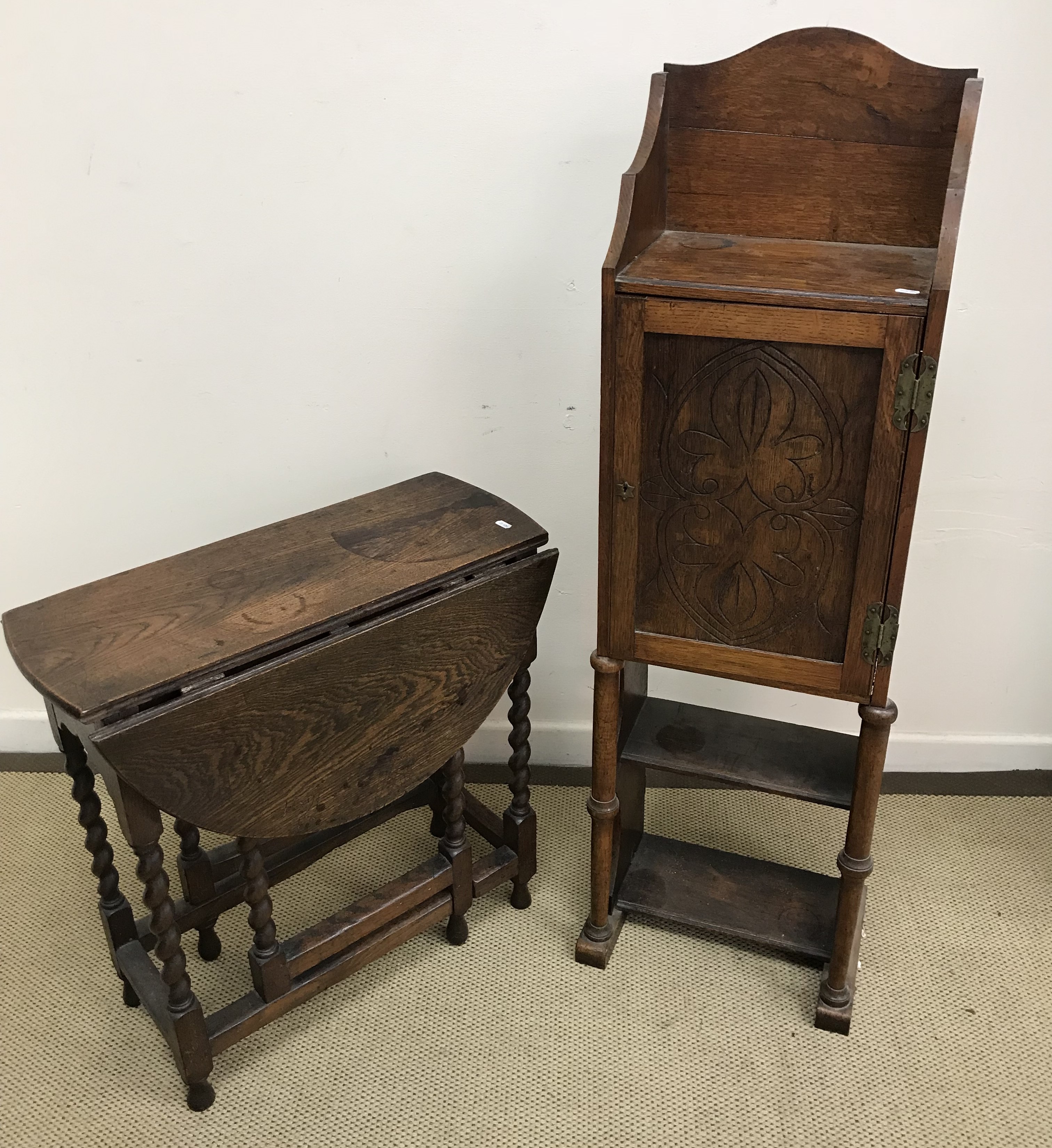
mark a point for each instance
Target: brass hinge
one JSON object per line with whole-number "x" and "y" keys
{"x": 880, "y": 630}
{"x": 914, "y": 392}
....
The problem
Reprint all the data above verbatim, excluding pictures.

Output for this task
mark a point for each instance
Target: brass hinge
one JSON object per line with whole-number "x" and "y" keys
{"x": 880, "y": 630}
{"x": 914, "y": 392}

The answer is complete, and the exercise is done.